Provided passage.
/---

Reuse arena memory for each block in scheduler.
This reduces the peak memory used for large methods with
multiple blocks to schedule.
Compiling the aosp_taimen-userdebug boot image, the most
memory hungry method BatteryStats.dumpLocked has the
Scheduler memory allocations in ArenaStack hidden by the
register allocator:
- before:
MEM: used: 8300224, allocated: 9175040, lost: 197360
Scheduler 8300224
- after:
MEM: used: 5914296, allocated: 7864320, lost: 78200
SsaLiveness 5532840
RegAllocator 144968
RegAllocVldt 236488
The total arena memory used, including the ArenaAllocator
not listed above, goes from 44333648 to 41950324 (-5.4%).
(Measured with kArenaAllocatorCountAllocations=true,
kArenaAllocatorPreciseTracking=false.)
Also remove one unnecessary -Wframe-larger-than= workaround
and add one workaround for large frame with the above arena
alloc tracking flags.
Test: m test-art-host-gtest
Test: testrunner.py --host
Bug: 34053922
Change-Id: I7fd8d90dcc13b184b1e5bd0bcac072388710a129
diff --git a/compiler/optimizing/scheduler.cc b/compiler/optimizing/scheduler.cc
index 588ea03..1aa16f4 100644
--- a/compiler/optimizing/scheduler.cc
+++ b/compiler/optimizing/scheduler.cc
@@ -545,60 +545,67 @@
void HScheduler::Schedule(HGraph* graph) {
// We run lsa here instead of in a separate pass to better control whether we
// should run the analysis or not.
+ const HeapLocationCollector* heap_location_collector = nullptr;
LoadStoreAnalysis lsa(graph);
if (!only_optimize_loop_blocks_ || graph->HasLoops()) {
lsa.Run();
- scheduling_graph_.SetHeapLocationCollector(lsa.GetHeapLocationCollector());
+ heap_location_collector = &lsa.GetHeapLocationCollector();
}
for (HBasicBlock* block : graph->GetReversePostOrder()) {
if (IsSchedulable(block)) {
- Schedule(block);
+ Schedule(block, heap_location_collector);
}
}
}
-void HScheduler::Schedule(HBasicBlock* block) {
- ScopedArenaVector<SchedulingNode*> scheduling_nodes(allocator_->Adapter(kArenaAllocScheduler));
+void HScheduler::Schedule(HBasicBlock* block,
+ const HeapLocationCollector* heap_location_collector) {
+ ScopedArenaAllocator allocator(block->GetGraph()->GetArenaStack());
+ ScopedArenaVector<SchedulingNode*> scheduling_nodes(allocator.Adapter(kArenaAllocScheduler));
// Build the scheduling graph.

\---

Write out the scheduler commit message and diff between "Test: m test-art-host-gtest" and "analysis or not.", inclusive, exactly as they appear. The material that comes next is separate from the commit message and diff.

Data entries.
/---

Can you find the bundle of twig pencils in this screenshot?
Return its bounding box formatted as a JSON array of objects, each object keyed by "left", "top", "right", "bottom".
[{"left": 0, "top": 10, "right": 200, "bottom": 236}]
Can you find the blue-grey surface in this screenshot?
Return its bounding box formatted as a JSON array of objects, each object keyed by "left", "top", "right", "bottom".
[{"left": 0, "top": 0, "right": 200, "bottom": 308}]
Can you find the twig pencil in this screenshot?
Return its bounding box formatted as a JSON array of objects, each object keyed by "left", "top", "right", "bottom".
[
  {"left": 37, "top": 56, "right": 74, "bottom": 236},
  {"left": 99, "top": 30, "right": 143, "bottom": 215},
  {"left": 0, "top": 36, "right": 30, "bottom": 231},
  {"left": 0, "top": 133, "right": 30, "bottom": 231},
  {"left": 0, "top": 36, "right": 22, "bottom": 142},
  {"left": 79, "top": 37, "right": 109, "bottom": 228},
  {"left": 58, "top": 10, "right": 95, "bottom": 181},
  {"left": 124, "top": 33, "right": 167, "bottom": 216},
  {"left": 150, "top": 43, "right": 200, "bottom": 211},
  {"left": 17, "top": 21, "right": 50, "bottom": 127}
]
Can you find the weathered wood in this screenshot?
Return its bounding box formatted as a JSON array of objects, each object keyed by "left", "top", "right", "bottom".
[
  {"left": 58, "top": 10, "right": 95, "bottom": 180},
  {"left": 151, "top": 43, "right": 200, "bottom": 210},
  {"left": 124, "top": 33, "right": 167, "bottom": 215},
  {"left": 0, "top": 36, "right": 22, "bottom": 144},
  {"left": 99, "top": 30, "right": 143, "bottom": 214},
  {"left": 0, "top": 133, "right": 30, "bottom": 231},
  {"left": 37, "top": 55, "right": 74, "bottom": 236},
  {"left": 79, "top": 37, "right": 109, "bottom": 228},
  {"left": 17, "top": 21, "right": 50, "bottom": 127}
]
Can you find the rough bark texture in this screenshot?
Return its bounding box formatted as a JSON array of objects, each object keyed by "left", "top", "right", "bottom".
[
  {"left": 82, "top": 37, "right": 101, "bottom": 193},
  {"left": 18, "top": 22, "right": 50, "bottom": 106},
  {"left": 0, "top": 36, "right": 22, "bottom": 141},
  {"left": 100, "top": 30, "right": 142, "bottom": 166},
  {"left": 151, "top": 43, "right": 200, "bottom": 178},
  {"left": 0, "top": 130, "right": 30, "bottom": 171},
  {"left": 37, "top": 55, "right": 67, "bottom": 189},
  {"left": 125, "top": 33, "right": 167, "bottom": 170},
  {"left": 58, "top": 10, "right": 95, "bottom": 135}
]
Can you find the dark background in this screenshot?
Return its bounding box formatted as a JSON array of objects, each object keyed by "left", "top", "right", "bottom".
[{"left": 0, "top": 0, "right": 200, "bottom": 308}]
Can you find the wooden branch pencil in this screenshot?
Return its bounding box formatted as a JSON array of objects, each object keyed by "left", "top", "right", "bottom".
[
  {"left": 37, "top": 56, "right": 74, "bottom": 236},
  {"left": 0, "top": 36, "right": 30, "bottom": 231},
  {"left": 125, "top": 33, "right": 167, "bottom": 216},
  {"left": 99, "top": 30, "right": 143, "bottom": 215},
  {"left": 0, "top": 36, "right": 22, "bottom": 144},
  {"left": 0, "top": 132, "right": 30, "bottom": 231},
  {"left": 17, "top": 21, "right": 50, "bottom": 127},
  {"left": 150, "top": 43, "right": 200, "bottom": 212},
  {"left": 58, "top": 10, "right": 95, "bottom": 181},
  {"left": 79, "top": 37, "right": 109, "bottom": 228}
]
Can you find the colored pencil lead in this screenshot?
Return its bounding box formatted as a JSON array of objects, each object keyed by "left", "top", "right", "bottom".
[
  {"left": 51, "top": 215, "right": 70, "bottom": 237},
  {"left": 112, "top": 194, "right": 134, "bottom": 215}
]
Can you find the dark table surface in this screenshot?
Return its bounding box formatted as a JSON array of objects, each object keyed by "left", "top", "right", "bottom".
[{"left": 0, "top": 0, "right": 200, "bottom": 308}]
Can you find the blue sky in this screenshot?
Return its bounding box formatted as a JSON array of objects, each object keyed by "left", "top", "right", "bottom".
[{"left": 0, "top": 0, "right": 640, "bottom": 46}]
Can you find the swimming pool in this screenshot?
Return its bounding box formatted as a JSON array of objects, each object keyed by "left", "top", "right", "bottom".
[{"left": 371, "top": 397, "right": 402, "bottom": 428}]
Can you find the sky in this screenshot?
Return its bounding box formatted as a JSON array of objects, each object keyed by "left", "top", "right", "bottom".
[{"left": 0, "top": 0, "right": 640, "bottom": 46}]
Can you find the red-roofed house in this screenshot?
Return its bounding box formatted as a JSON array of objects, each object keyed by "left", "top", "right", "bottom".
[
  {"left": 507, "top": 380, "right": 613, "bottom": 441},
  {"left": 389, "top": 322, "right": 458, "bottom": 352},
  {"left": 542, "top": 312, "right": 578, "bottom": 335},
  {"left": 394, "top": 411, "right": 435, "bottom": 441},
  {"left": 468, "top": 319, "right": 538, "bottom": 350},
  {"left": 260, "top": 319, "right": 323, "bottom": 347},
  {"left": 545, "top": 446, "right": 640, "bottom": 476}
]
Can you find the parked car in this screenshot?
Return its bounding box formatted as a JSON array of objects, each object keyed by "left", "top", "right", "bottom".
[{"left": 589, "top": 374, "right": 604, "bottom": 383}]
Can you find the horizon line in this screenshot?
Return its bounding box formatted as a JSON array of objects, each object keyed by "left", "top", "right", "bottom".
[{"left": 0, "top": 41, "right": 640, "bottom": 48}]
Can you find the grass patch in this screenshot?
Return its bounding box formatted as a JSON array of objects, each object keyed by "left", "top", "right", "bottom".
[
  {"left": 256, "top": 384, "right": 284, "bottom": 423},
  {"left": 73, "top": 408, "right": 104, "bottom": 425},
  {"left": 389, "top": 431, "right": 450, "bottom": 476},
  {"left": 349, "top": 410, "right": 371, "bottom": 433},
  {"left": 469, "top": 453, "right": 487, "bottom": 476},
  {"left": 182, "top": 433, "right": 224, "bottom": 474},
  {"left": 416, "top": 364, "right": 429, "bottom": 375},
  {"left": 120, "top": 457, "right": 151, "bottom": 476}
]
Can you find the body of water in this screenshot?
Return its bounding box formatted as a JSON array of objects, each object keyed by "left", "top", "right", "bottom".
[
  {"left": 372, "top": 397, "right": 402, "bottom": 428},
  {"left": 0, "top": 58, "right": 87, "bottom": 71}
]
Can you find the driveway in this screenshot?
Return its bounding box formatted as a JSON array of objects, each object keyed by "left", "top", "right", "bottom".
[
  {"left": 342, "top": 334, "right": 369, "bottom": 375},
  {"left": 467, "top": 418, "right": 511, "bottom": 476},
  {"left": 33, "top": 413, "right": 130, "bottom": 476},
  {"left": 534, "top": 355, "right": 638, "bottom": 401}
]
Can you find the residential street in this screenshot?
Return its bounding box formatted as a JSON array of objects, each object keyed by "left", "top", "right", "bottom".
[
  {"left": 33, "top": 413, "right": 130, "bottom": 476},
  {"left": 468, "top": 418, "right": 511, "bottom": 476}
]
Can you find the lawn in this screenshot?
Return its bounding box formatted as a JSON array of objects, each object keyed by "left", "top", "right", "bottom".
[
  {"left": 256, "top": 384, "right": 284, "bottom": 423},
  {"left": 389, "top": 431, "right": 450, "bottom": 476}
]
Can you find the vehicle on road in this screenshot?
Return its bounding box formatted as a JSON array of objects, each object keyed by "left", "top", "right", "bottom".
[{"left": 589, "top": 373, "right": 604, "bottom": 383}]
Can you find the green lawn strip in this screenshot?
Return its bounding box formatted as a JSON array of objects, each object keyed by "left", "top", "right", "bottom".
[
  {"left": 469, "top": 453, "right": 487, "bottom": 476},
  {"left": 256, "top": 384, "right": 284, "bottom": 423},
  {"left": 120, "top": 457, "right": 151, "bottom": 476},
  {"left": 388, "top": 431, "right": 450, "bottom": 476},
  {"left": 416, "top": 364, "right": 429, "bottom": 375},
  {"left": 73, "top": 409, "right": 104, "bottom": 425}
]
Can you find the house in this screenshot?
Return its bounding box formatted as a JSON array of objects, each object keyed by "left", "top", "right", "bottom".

\---

Solution to this exercise.
Test: m test-art-host-gtest
Test: testrunner.py --host
Bug: 34053922
Change-Id: I7fd8d90dcc13b184b1e5bd0bcac072388710a129
diff --git a/compiler/optimizing/scheduler.cc b/compiler/optimizing/scheduler.cc
index 588ea03..1aa16f4 100644
--- a/compiler/optimizing/scheduler.cc
+++ b/compiler/optimizing/scheduler.cc
@@ -545,60 +545,67 @@
void HScheduler::Schedule(HGraph* graph) {
// We run lsa here instead of in a separate pass to better control whether we
// should run the analysis or not.